- **Alıntılanan metin**
┌──
Eğitimde “ölçme ve değerlendirme” nasıl yapılıyor?..
Ölçme ve değerlendirme dersinin amacı ne? Katkısı ne oluyor? Kişilere ne veriyor?
Ölçme ve değerlendirme özellikle Eğitim Fakülteleri’nde okutulan bir ders… Ne kadar yararlı oluyor bilmiyoruz, ama bir programın daha mezun vermeden değiştirildiğini görünce dersin amacına uygun olarak uygulanmadığını anlıyoruz. Peki bu dersin amacı ne? Katkısı ne oluyor? Kişilere ne veriyor? v.b. sorulara cevap aramak istedik.
Önce alıntılarımızı verelim;
“Okul içi Ölçme ve Değerlendirme Diploma Programının, derslerine göre değişmekle beraber, ortalama olarak %25’ni içermektedir. Değerlendirmeler pratik çalışmalar (deneyler), projeler, bazı konular üzerine yazılan yazılar, yabancı diller ve Bilgi Kuramı için sözlü sunumları içermektedir. Okul içi Ölçme ve Değerlendirmeler ders öğretmenleri tarafından yapılmaktadır. Ancak değerlendirmeler her dersin kendisine ait IB uzmanları tarafından yurt dışında gözden geçirilmektedir. Kriterlere uygun bulunmayan değerlendirmeler, IB uzmanları tarafından tekrar değerlendirilmeye alınır. ()
“Ölçme, belli varlıkların veya olayların çeşitli özelliklere sahip olup olmadığının, sahipse sahip oluş derecesinin gözlenip, gözlem sonuçlarının sayısal sembollerle ifade edilmesidir. Değerlendirme, ölçme sonuçlarını uygun ölçütlerle karşılaştırmak yoluyla bazı değer yargılarına ulaşmaktır. Değerlendirme sürecindeki en önemli öğe ölçüttür; çünkü hem ölçme sonuçlarının kendi başlarına fazla bir anlamı yoktur hem de kullanılan ölçüte göre değer yargısı ve dolayısıyla karar değişecektir.
“Birbirinden farklı işlevleri
olmakla birlikte birbirinin tamamlayıcısı olan ölçme ve
değerlendirme arasındaki ilişki şöyle açıklanabilir:
– Değerlendirme ölçmeye göre daha kapsamlıdır;
çünkü ölçmeyi de içine alan bir kavramdır.
– Ölçme ve değerlendirme sürecinde her zaman önce
ölçme, sonra değerlendirme gelir.
└──
- **Alıştırmanın amacı**
Ölçme ve değerlendirme yazısına göre okul içi değerlendirmeler hangi çalışmaları içeriyor? Hepsini sıralayın.

- **Verilen liste**
┌──
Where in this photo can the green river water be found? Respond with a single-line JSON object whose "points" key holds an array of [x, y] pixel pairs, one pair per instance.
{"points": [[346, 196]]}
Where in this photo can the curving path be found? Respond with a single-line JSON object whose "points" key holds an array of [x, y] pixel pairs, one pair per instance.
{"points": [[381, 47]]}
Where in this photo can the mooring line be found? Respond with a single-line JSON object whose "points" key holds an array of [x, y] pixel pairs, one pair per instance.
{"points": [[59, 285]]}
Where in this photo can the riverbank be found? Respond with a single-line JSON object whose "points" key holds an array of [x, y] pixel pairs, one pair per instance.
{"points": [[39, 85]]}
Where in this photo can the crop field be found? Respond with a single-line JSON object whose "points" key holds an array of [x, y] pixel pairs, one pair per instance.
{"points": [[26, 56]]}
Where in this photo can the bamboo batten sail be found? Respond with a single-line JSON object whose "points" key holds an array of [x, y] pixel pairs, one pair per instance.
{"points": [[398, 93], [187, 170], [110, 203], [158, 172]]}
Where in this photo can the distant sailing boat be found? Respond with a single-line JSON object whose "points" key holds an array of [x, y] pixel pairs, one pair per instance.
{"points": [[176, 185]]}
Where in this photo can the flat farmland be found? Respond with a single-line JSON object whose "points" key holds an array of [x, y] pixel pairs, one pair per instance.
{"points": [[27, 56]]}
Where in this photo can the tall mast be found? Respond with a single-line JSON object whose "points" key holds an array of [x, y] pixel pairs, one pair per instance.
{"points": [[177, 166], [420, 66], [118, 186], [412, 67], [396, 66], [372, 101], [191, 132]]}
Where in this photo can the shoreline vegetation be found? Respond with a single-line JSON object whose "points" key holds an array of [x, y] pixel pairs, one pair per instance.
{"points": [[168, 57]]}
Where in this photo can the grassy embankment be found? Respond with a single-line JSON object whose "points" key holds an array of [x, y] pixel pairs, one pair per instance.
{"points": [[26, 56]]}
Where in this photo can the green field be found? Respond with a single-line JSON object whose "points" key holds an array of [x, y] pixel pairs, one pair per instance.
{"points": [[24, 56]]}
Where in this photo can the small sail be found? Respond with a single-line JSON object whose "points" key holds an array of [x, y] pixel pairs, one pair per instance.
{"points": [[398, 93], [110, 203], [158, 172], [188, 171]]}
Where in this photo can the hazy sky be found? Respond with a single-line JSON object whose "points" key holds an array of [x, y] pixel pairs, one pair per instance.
└──
- **Tamamlanmış alıştırma**
- Pratik çalışmalar (deneyler)
- Projeler
- Bazı konular üzerine yazılan yazılar
- Yabancı diller ve Bilgi Kuramı için sözlü sunumlar